> [Stated goal] Write out the lines of the records verbatim, beginning with the first line and continuing through the line containing "Target: beige wall", both included. Omit the pictures.

-- START Given data --

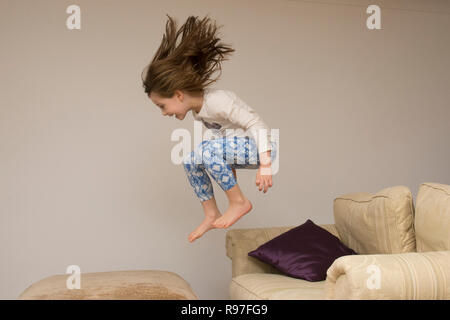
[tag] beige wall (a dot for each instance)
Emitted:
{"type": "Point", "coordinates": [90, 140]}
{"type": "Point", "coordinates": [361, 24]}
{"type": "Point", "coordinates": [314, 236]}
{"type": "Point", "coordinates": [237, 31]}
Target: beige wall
{"type": "Point", "coordinates": [86, 176]}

-- END Given data --

> [Output below]
[tag] beige wall (a dot for each instance)
Emitted:
{"type": "Point", "coordinates": [90, 140]}
{"type": "Point", "coordinates": [361, 24]}
{"type": "Point", "coordinates": [314, 236]}
{"type": "Point", "coordinates": [237, 31]}
Target: beige wall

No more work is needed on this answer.